Nelly Bassily | March 28, 2011
When Mr. Fana Mdlalose found one of his cattle slavering, he knew it meant trouble. Excessive saliva and drooling are symptoms of one of the worst problems livestock farmers have to face, foot-and-mouth disease, or FMD.
In many FMD outbreaks, livestock are culled to prevent the disease from spreading further. Mr. Mdlalose worried that his prized two-month-old black calf would have to be killed. He lamented, ”Five years of hard work and it’s over. It was a bad day for me.”
A government veterinary technician visited Mr. Mdlalose on his four-hectare plot. Thirty of his cattle tested positive for FMD. To Mr. Mdlalose, this was not only a personal calamity, but a calamity for the whole cattle community of Ingwavuma district in the remote northern part of KwaZulu-Natal province in South Africa.

PROVIDED MATERIAL:
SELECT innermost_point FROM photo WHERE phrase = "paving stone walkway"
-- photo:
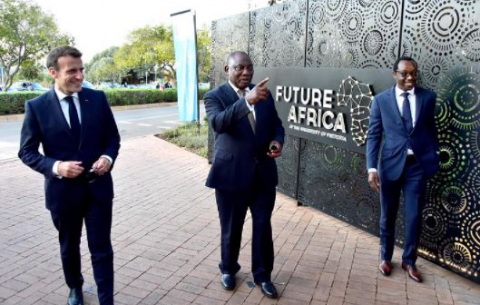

WHAT THE EXERCISE ASKS:
In the article on foot-and-mouth disease, how many of Mr. Mdlalose's cattle tested positive for FMD?

RESULT:
Thirty